Listing:
__________
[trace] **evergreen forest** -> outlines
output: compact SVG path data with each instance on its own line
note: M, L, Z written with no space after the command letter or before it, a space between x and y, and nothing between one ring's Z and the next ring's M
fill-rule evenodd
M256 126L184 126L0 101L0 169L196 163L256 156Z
__________
Exercise: Rewrite the material above, changing "evergreen" to "deciduous" and leaving everything else as it is.

Solution for this problem:
[trace] **deciduous forest** -> outlines
output: compact SVG path data with each instance on its own line
note: M, L, Z written with no space after the command letter or before it, a space between x and y, and nothing between one ring's Z and the next ring's M
fill-rule evenodd
M256 126L184 126L0 101L0 169L196 163L256 156Z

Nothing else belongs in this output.